## begin
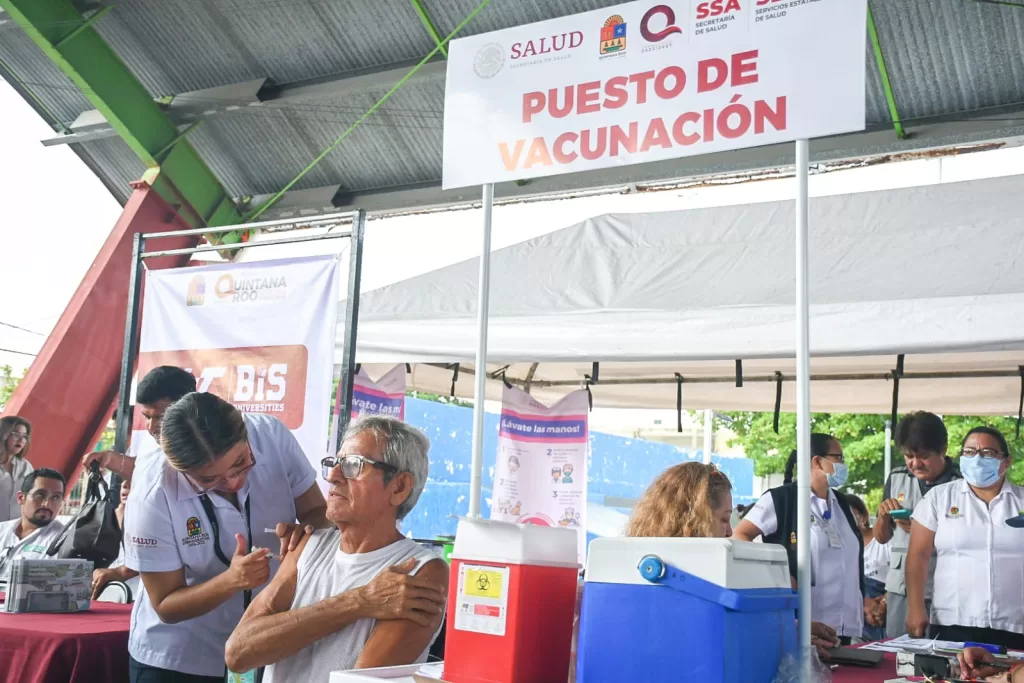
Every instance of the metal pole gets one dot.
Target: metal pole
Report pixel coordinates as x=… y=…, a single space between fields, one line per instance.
x=803 y=418
x=128 y=352
x=889 y=450
x=351 y=325
x=479 y=393
x=709 y=435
## end
> Problem statement:
Rewrite the rows above with every "metal pole" changed to "steel post" and nothing else altered. Omit the pictures.

> Result for this task:
Every instance of the steel post gets one dot.
Target: steel post
Report pixel coordinates as x=… y=…, a single space between fields, one line per instance.
x=803 y=418
x=128 y=352
x=889 y=450
x=351 y=325
x=479 y=393
x=709 y=435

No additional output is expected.